# Waimana



## Bruce Brown (Jun 19, 2007)

I am trying to find information and photos for the Wiamana
What I know is from the FindMyPast.com which has the following for my Great Uncle. (My Great Grandfather and Great Grandmother also travelled on the same ship)
Name: John POWELL 
Date of departure: 6 July 1912 
Port of departure: Liverpool 
Passenger destination port: Sydney, Australia 
Passenger destination: Sydney, Australia 
Age: 48 Marital Status: Married 
Sex: Male Occupation: Fitter 
Notes: Passenger recorded on: Page 22 of 32 

Ship: WAIMANA 
Official Number: 131795
Master's name: W Holmes 
Steamship Line: White Star 
Where bound: Sydney, Australia
Square feet: 18568
Registered tonnage: 10389
Passengers on voyage: 1028

Would love to have some photos and history of the ship
Thanks
Bruce


----------



## hawkey01 (Mar 15, 2006)

Bruce,

hope this will be of interest to you.

Waiman - Built 1912 by Workman Clark Belfast. Yard No309.
Launched 12.9.11 - Completed 12.11.
Passenger Cargo vessel - 10,389 tons. Lpp 145.6m, Beam 19.2m.

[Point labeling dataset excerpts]
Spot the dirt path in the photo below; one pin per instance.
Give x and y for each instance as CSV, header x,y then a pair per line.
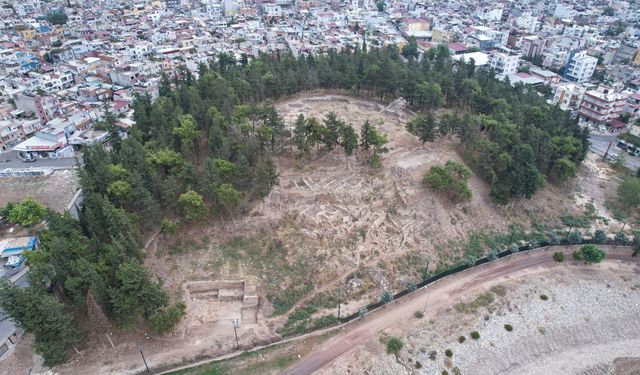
x,y
441,293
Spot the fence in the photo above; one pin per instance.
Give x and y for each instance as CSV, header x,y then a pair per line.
x,y
461,267
25,172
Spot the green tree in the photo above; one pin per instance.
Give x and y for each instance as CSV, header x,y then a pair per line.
x,y
348,139
37,312
188,134
27,212
451,179
192,205
394,346
168,227
590,254
423,127
228,197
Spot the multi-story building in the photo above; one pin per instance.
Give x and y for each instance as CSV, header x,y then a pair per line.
x,y
602,105
580,67
503,63
568,95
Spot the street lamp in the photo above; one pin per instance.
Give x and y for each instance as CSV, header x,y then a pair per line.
x,y
236,325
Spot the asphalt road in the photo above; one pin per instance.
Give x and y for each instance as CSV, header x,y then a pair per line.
x,y
10,159
437,295
600,142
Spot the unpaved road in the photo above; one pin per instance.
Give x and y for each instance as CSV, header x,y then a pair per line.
x,y
442,293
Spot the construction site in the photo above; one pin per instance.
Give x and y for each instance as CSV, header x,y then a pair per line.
x,y
333,230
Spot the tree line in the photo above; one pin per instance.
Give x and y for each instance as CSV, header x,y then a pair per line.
x,y
205,147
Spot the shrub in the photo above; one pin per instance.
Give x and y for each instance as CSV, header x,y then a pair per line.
x,y
621,239
599,237
394,346
386,297
553,238
362,312
590,254
575,237
558,256
471,260
492,254
451,179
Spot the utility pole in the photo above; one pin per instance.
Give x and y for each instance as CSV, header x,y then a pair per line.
x,y
236,323
567,236
145,362
607,153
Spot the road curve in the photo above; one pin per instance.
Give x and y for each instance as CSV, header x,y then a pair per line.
x,y
441,293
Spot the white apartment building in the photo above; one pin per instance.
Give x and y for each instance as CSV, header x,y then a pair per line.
x,y
503,63
581,67
568,95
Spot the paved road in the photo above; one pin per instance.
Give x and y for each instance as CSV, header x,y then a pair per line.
x,y
436,295
10,159
600,142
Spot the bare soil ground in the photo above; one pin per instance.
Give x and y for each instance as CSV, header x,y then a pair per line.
x,y
569,320
55,190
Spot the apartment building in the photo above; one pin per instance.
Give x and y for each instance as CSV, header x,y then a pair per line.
x,y
503,63
602,105
580,67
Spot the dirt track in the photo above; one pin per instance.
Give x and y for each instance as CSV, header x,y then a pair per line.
x,y
441,294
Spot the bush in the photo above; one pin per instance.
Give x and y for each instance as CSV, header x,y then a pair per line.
x,y
166,318
394,346
411,287
492,254
386,297
599,237
553,238
575,238
362,312
558,256
471,260
590,254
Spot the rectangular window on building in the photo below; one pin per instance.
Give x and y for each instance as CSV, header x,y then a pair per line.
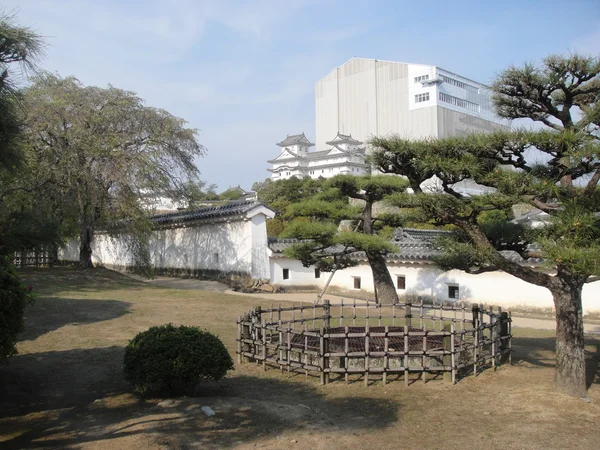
x,y
419,98
453,291
400,282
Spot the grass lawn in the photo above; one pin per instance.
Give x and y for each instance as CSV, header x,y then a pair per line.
x,y
65,388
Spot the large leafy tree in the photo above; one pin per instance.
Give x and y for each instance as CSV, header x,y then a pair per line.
x,y
99,151
562,94
329,248
279,194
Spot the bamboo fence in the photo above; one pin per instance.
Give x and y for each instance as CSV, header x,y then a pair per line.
x,y
376,341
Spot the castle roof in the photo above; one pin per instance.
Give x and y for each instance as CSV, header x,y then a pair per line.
x,y
295,139
227,210
344,139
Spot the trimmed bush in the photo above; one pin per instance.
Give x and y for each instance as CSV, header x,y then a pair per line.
x,y
169,360
14,297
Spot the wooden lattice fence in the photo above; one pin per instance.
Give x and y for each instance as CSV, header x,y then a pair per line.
x,y
371,340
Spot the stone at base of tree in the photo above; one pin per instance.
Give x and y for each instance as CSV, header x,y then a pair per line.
x,y
167,403
208,411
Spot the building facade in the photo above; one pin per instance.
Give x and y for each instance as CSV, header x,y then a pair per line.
x,y
344,155
368,97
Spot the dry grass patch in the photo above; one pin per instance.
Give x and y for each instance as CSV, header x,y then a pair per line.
x,y
65,388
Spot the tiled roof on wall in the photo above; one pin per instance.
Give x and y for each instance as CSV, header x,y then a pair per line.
x,y
234,208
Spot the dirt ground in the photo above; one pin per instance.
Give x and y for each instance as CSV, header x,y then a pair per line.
x,y
65,388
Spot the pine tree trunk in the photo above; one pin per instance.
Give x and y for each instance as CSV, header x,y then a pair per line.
x,y
85,247
382,280
570,355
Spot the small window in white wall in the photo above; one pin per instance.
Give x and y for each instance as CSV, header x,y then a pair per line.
x,y
400,282
453,291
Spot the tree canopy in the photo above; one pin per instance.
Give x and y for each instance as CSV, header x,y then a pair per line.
x,y
329,248
563,183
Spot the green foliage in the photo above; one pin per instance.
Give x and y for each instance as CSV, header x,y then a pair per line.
x,y
369,243
322,232
14,297
20,48
169,360
278,195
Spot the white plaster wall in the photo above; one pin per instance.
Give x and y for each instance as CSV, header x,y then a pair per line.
x,y
260,256
192,248
196,247
495,288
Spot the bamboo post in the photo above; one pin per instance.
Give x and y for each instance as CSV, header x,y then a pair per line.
x,y
346,376
246,335
493,337
289,351
406,355
322,355
385,356
509,338
256,319
264,348
453,354
447,358
240,337
423,366
326,314
280,345
504,337
366,355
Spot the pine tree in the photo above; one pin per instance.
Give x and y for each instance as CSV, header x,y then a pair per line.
x,y
328,248
565,186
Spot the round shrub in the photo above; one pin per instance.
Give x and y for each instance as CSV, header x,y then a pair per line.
x,y
171,360
14,296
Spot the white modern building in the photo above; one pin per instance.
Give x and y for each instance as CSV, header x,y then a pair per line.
x,y
344,155
369,97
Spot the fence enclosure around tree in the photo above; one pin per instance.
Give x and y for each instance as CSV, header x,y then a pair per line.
x,y
374,340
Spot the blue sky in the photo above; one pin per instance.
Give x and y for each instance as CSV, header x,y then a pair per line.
x,y
243,72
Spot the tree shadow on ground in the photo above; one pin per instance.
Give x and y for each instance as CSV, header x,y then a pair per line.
x,y
541,352
51,313
58,399
57,279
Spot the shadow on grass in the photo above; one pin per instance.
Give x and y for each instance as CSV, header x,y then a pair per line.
x,y
52,400
541,352
51,313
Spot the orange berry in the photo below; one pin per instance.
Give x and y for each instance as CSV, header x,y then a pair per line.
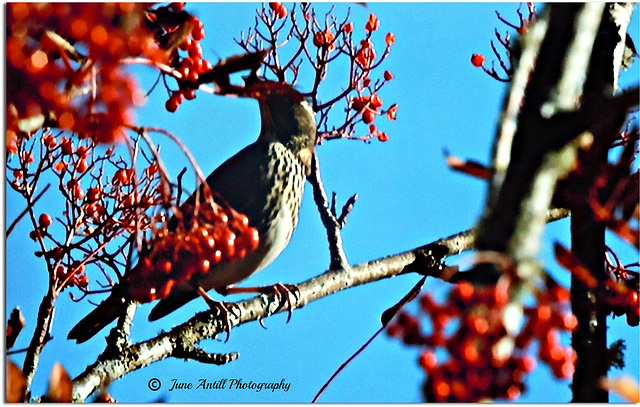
x,y
45,221
389,39
428,361
93,194
376,101
82,152
391,112
60,166
372,23
67,146
81,166
281,12
368,116
49,141
172,104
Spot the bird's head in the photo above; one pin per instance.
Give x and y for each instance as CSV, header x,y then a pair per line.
x,y
286,115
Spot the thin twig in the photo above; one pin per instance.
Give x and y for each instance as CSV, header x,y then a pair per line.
x,y
26,210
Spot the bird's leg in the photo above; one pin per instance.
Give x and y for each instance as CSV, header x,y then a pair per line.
x,y
223,309
280,290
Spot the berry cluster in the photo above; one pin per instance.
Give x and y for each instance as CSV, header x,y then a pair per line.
x,y
53,75
180,33
488,351
331,40
98,207
369,107
621,295
279,10
174,257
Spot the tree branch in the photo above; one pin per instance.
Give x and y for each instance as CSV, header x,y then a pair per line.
x,y
207,325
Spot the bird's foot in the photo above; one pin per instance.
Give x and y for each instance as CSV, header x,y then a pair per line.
x,y
283,293
224,309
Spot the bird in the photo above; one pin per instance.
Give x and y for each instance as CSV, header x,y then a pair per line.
x,y
264,181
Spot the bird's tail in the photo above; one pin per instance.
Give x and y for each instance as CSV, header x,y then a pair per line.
x,y
108,310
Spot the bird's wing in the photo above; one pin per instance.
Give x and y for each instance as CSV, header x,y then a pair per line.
x,y
243,185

• **STATED PROBLEM 1**:
Answer the following from the Waimana thread:
(a) What name is given for the master of the ship?
(b) Which firm built the vessel, according to the reply?
(c) How many passengers were on the voyage?
• **STATED PROBLEM 2**:
In the Waimana thread, list each entry that follows "Ship: WAIMANA" in the first post, together with its value.
• **STATED PROBLEM 3**:
Summarize the Waimana thread in two sentences.

• **WRITTEN ANSWER 1**:
(a) W Holmes
(b) Workman Clark, Belfast
(c) 1028

• **WRITTEN ANSWER 2**:
- Official Number: 131795
- Master's name: W Holmes
- Steamship Line: White Star
- Where bound: Sydney, Australia
- Square feet: 18568
- Registered tonnage: 10389
- Passengers on voyage: 1028

• **WRITTEN ANSWER 3**:
The first poster seeks photos and history of the Waimana, on which the poster's great uncle John Powell, a 48-year-old fitter, sailed with the poster's great-grandparents from Liverpool to Sydney on 6 July 1912. A reply states that the vessel was a passenger cargo ship of 10,389 tons, built in 1912 by Workman Clark in Belfast.